● **Tasks to carry out**:
A – In the article on the African Development Bank's report about Tanzania, list the areas where, according to the report, Tanzania's structural transformation requires substantial investment.
B – Extend the article on the African Development Bank's report about Tanzania's development financing, picking up after its final sentence.

● **Document extract**:
------------
Africa-Press – Tanzania. THE African Development Bank (AfDB) has highlighted the urgent need for Tanzania to address its development financing challenges by focusing on global financial reforms.
According to the AfDB’s 2024 Country Focus Report, “Driving Tanzania’s Transformation – Reforming the Global Financial Architecture,” released recently in Abidjan, Ivory Coast, these reforms are crucial for enhancing stability, accessibility and reducing volatility in international finance and markets.
The report underscores that Tanzania’s path to structural transformation demands substantial investments in infrastructure, human capital, climate action and productivity-enhancing technologies.
Addressing these financing needs through improved global financial frameworks will be essential for sustaining Tanzania’s development progress.
Reforming the global financial system is crucial to mitigating economic headwinds, addressing financing shortfalls and overcoming shrinking fiscal space.
------------
● **Data listing**:
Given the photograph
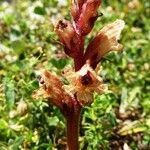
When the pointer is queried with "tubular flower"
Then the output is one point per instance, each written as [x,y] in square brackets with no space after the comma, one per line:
[88,16]
[104,42]
[66,32]
[52,87]
[83,83]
------------
● **Your responses**:
A – infrastructure, human capital, climate action, productivity-enhancing technologies

B –
Global challenges such as the COVID-19 pandemic, ongoing conflicts, geopolitical tensions and climate shocks have exacerbated difficulties in securing external financing due to market volatility and limited resources from international financial institutions.
The AfDB report highlights that Tanzania could significantly benefit from reforms aimed at increasing access to concessional, low-cost and long-term development and climate financing.
The AfDB report calls for recalibrating multilateral financial governance, including sovereign debt management, financing green transitions and addressing crisis resolution mechanisms to better align with the current global political economy. Key recommendations include adequately capitalising multilateral development banks (MDBs) to enable timely responses to development challenges and leveraging private finance on favorable terms.
Tanzania’s annual financing needs for accelerating structural transformation are estimated at 14.8 billion US dollars until 2030, according to the AfDB’s African Economic Outlook (AEO 2024).
This figure aligns Tanzania with high-performing developing countries. However, using the African Union’s Agenda 2063 as a reference reduces the annual requirement to 2.6 billion US dollars.
Notably, 47 per cent of this funding is needed for infrastructure, followed by education (30 per cent), energy (13 per cent) and productivity-enhancing research and development (10 per cent).
The AfDB has demonstrated the effectiveness of leveraging concessional and semi-concessional resources through projects like the Regional Standard Gauge Railway, linking Tanzania, Burundi and the Democratic Republic of the Congo.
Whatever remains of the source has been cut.